Return each line of the listing below that contains the string "dirt", with case counting.
_ _ _ _ _
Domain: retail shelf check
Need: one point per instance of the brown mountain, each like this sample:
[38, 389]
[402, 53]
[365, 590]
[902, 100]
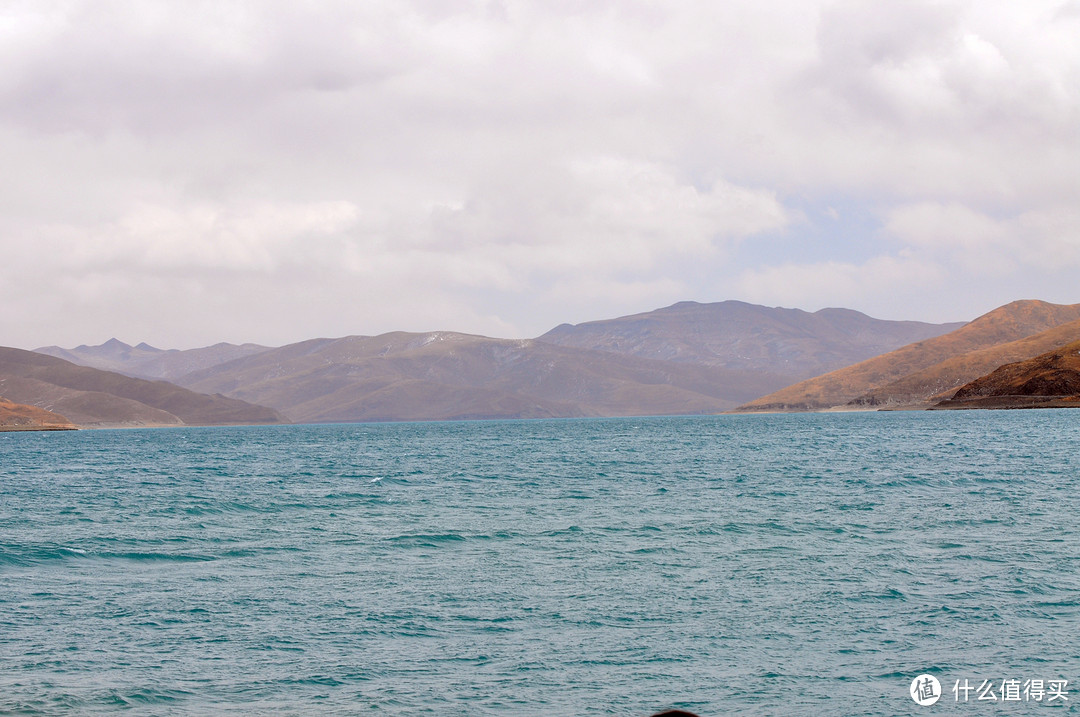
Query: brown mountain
[439, 376]
[1051, 379]
[939, 381]
[89, 396]
[19, 417]
[144, 361]
[786, 342]
[916, 373]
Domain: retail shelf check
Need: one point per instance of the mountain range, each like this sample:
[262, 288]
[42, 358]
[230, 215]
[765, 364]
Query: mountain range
[1051, 379]
[92, 397]
[685, 359]
[918, 375]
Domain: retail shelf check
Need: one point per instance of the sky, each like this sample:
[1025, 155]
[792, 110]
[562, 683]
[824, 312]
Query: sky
[184, 173]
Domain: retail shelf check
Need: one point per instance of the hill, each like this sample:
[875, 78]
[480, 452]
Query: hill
[144, 361]
[89, 396]
[1051, 379]
[437, 376]
[939, 381]
[864, 381]
[739, 336]
[18, 417]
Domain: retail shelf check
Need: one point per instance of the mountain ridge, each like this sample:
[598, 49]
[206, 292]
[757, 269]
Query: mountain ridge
[1012, 322]
[90, 396]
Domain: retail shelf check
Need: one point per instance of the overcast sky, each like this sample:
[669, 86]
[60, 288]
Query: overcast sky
[185, 173]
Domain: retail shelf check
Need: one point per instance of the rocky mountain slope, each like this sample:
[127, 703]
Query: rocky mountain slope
[444, 375]
[739, 336]
[1051, 379]
[89, 396]
[912, 376]
[144, 361]
[19, 417]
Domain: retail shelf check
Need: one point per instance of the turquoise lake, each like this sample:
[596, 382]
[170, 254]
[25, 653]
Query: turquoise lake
[752, 565]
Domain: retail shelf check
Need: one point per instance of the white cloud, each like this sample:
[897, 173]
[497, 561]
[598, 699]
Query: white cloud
[414, 160]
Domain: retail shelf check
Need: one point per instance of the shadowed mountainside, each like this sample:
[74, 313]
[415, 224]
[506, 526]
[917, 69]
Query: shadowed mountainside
[920, 370]
[1051, 379]
[444, 375]
[740, 336]
[144, 361]
[939, 381]
[19, 417]
[89, 396]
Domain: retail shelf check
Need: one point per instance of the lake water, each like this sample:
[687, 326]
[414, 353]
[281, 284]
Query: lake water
[759, 565]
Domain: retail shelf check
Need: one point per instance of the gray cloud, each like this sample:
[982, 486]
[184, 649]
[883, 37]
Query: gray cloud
[187, 173]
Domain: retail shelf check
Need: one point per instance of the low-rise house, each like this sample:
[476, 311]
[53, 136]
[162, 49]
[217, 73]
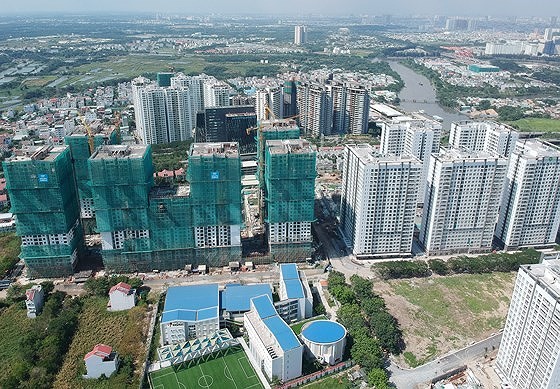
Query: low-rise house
[34, 299]
[121, 297]
[102, 360]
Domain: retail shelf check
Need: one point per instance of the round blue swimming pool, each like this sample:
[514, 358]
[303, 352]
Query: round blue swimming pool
[323, 331]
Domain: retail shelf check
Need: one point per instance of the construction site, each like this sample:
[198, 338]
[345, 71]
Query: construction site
[105, 191]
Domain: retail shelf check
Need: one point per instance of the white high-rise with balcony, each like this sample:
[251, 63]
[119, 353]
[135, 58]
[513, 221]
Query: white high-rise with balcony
[271, 98]
[378, 201]
[417, 136]
[529, 355]
[530, 205]
[491, 137]
[462, 199]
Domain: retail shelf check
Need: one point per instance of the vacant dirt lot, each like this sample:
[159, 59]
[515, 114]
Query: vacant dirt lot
[440, 314]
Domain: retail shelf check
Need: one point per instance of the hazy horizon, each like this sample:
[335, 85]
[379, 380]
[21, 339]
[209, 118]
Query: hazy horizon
[538, 8]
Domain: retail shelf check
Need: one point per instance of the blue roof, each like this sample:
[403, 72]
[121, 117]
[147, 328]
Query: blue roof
[289, 271]
[290, 277]
[294, 289]
[191, 303]
[237, 298]
[283, 334]
[323, 331]
[264, 306]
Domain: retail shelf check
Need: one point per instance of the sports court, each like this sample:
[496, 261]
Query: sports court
[221, 370]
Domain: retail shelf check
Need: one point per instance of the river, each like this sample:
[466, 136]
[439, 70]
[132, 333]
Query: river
[419, 95]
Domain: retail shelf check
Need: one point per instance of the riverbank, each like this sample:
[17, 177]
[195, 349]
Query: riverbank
[419, 94]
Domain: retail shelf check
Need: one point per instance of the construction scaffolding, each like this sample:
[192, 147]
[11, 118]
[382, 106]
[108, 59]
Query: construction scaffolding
[214, 174]
[40, 181]
[145, 227]
[289, 192]
[289, 181]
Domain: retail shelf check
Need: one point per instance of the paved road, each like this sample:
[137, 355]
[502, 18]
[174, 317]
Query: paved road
[409, 378]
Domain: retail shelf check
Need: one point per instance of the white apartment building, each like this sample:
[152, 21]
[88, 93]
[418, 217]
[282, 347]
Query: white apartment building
[462, 199]
[163, 114]
[294, 287]
[190, 312]
[490, 137]
[529, 354]
[196, 88]
[379, 196]
[417, 136]
[530, 205]
[350, 105]
[216, 93]
[34, 300]
[315, 108]
[274, 346]
[273, 98]
[300, 35]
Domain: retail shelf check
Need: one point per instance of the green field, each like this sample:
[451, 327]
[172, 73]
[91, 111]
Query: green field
[438, 314]
[222, 372]
[536, 125]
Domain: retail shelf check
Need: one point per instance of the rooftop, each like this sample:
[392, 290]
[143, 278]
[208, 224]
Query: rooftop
[163, 192]
[225, 149]
[275, 334]
[547, 274]
[264, 306]
[278, 124]
[191, 303]
[323, 331]
[101, 350]
[368, 155]
[453, 155]
[121, 287]
[533, 148]
[119, 151]
[237, 298]
[291, 280]
[38, 153]
[289, 146]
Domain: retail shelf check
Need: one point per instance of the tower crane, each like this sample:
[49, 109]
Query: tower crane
[89, 131]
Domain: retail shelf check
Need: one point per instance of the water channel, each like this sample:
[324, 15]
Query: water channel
[419, 95]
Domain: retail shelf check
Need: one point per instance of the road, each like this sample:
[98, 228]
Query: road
[409, 378]
[335, 250]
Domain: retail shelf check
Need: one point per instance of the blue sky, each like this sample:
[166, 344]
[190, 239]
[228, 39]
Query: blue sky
[371, 7]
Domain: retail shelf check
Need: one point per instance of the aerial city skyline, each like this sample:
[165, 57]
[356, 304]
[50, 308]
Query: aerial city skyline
[327, 194]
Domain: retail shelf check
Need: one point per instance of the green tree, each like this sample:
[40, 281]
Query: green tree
[378, 379]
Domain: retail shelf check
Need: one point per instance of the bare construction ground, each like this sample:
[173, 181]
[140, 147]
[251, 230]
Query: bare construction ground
[441, 314]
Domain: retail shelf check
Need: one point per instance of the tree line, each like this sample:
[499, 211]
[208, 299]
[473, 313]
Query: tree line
[502, 262]
[372, 331]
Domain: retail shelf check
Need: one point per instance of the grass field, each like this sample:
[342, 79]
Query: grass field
[439, 314]
[123, 330]
[536, 125]
[337, 382]
[9, 251]
[14, 325]
[222, 372]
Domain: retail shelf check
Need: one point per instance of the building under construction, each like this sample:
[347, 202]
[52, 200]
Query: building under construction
[145, 227]
[289, 192]
[276, 129]
[81, 150]
[44, 199]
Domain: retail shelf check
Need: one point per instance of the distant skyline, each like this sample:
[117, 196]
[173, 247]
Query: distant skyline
[542, 8]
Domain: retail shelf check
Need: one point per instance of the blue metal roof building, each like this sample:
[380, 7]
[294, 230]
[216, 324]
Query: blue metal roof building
[190, 312]
[274, 345]
[296, 299]
[290, 278]
[237, 298]
[191, 303]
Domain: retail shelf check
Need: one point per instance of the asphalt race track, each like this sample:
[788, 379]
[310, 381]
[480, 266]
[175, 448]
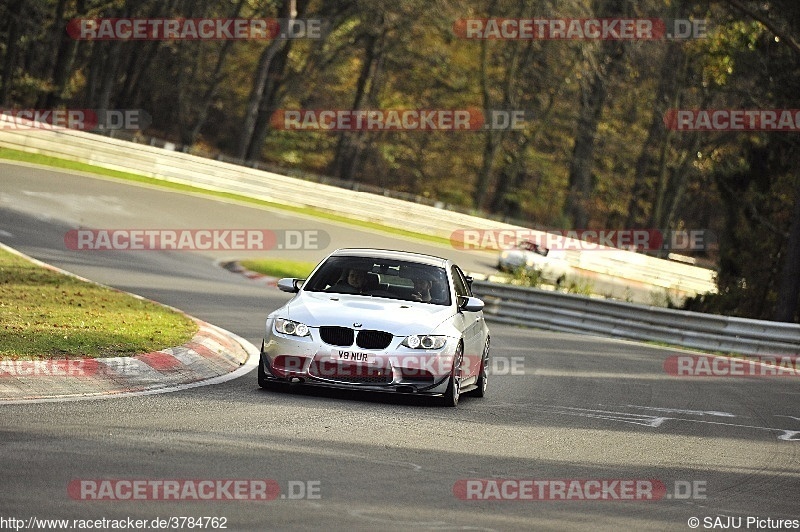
_ _ _ _ _
▶ **Response for this exercise**:
Need: one point per instance of the vacant dirt lot, each like this sample:
Query: vacant dirt lot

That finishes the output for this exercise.